• GIVEN EXERCISE
Please pick out every line below that contains the string "glove" and copy each one in full.

• DATA LINES
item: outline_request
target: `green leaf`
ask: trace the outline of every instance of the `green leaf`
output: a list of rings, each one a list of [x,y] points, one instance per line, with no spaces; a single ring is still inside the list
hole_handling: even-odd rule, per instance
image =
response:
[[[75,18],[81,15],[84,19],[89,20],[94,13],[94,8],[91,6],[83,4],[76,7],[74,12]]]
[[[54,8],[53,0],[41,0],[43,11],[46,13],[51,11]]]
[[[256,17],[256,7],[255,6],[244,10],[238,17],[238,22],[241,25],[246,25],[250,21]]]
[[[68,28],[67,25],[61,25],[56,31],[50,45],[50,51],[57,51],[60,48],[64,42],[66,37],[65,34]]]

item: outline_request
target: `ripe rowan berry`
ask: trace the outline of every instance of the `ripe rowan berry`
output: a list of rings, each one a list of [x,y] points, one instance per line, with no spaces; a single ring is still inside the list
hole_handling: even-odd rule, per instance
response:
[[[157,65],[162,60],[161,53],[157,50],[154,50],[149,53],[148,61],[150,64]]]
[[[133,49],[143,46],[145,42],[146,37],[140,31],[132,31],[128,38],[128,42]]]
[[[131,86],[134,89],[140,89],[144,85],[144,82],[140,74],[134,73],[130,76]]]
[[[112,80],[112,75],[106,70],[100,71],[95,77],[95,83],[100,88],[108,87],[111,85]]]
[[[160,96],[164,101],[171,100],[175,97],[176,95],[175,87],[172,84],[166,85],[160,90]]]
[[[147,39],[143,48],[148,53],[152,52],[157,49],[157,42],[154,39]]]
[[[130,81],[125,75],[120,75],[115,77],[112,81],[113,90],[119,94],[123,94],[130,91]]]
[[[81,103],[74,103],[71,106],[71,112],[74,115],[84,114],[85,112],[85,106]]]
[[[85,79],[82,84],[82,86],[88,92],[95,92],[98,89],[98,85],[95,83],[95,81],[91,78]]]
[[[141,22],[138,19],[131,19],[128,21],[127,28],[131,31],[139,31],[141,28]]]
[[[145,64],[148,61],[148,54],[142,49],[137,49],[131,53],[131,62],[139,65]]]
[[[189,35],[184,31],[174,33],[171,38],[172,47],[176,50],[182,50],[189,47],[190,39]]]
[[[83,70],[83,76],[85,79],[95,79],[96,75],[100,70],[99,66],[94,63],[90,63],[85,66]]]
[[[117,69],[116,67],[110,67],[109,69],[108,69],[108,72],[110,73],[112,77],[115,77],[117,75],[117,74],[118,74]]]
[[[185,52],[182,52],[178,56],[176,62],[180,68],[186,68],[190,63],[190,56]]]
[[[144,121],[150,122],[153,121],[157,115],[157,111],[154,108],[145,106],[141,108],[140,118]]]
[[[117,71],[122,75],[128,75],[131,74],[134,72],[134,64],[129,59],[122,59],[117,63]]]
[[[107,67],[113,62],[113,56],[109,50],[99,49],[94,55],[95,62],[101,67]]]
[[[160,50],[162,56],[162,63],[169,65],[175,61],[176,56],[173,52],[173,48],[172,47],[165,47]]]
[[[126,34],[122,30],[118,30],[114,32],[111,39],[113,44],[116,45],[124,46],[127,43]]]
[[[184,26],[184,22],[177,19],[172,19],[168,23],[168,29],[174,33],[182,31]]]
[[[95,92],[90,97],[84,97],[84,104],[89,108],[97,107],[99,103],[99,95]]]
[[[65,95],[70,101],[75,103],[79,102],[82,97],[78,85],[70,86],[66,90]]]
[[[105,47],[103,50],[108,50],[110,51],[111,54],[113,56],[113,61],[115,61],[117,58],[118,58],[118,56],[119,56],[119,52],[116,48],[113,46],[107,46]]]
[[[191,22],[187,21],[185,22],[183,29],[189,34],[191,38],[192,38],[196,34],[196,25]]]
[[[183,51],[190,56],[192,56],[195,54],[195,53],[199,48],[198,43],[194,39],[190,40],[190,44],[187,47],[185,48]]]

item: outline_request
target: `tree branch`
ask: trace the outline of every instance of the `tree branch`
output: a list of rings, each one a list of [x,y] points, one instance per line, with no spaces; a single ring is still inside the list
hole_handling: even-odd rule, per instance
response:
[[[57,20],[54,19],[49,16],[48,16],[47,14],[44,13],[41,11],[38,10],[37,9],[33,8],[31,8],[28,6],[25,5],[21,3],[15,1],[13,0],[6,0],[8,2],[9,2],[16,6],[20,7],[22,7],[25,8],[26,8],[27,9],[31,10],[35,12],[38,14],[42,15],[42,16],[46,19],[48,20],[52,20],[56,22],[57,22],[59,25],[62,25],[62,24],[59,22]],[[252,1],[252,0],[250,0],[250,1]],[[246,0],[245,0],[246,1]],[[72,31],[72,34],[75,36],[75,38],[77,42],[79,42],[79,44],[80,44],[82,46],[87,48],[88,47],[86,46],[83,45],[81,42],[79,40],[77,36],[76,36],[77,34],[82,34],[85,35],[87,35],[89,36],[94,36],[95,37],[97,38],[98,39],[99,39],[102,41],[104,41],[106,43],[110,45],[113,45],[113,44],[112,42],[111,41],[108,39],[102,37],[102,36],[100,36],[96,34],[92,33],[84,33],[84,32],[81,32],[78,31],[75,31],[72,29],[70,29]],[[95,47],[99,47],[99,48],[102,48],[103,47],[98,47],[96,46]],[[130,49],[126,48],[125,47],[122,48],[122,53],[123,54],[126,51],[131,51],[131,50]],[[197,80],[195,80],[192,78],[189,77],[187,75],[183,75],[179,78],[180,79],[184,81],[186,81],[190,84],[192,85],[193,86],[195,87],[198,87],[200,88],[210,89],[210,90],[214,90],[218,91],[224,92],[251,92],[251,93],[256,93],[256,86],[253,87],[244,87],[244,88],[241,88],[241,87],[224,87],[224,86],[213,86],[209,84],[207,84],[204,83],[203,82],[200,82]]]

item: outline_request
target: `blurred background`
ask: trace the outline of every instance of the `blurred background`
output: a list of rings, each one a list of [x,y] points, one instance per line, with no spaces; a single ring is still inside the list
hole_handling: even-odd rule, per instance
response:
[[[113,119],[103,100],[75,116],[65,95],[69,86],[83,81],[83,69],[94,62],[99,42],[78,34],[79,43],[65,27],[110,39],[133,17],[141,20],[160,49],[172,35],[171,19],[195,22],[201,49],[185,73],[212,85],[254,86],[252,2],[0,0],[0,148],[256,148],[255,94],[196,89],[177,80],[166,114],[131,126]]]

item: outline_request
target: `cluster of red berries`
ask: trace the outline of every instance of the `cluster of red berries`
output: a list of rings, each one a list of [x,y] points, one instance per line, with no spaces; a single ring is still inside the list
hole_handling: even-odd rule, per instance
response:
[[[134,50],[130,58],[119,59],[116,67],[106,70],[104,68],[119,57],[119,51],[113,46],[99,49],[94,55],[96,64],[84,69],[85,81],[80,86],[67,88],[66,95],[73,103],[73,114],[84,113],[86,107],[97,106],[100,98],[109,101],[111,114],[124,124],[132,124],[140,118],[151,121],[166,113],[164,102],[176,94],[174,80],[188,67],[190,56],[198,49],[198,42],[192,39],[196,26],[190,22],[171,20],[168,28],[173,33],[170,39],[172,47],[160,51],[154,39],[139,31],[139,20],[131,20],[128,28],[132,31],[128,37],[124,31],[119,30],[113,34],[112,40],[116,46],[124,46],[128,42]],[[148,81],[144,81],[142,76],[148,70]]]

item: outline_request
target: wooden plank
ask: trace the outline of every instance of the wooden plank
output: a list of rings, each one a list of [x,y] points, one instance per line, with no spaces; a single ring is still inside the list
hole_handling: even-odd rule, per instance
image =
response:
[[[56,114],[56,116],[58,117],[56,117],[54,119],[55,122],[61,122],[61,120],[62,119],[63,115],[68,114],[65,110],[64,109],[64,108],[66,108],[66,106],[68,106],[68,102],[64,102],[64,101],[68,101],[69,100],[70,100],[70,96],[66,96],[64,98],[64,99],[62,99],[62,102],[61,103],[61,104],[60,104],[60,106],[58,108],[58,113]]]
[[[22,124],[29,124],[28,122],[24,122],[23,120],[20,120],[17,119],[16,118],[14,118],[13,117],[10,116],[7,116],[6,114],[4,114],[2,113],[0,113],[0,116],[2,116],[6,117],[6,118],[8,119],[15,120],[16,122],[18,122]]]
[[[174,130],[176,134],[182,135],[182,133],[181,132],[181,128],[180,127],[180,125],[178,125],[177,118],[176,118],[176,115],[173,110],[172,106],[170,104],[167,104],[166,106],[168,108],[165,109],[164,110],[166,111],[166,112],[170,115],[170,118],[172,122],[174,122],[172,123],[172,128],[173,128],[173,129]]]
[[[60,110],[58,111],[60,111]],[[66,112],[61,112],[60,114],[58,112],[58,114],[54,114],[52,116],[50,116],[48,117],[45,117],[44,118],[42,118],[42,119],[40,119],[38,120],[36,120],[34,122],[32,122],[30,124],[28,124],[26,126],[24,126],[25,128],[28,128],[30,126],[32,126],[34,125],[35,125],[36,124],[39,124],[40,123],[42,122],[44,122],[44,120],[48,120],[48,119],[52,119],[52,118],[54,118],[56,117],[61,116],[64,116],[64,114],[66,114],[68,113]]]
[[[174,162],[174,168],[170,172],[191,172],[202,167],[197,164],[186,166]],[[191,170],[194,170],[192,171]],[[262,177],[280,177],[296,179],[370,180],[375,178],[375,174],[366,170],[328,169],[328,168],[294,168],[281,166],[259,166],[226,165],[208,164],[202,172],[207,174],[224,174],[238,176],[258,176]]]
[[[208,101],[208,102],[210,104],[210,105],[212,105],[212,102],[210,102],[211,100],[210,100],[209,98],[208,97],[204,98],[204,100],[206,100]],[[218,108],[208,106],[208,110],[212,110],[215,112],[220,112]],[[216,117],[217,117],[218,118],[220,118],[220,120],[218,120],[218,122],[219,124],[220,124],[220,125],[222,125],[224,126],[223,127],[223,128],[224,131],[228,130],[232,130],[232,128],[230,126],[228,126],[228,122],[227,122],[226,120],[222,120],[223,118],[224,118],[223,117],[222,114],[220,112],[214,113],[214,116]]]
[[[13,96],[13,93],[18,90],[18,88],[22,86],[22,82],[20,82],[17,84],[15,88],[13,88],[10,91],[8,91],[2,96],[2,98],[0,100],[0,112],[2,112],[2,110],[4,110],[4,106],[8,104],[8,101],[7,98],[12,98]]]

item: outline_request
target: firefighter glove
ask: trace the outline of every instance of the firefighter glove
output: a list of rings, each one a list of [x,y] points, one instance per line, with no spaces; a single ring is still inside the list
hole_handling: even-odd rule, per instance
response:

• EXERCISE RESPONSE
target: firefighter glove
ask: trace the outline of every instance of the firefighter glove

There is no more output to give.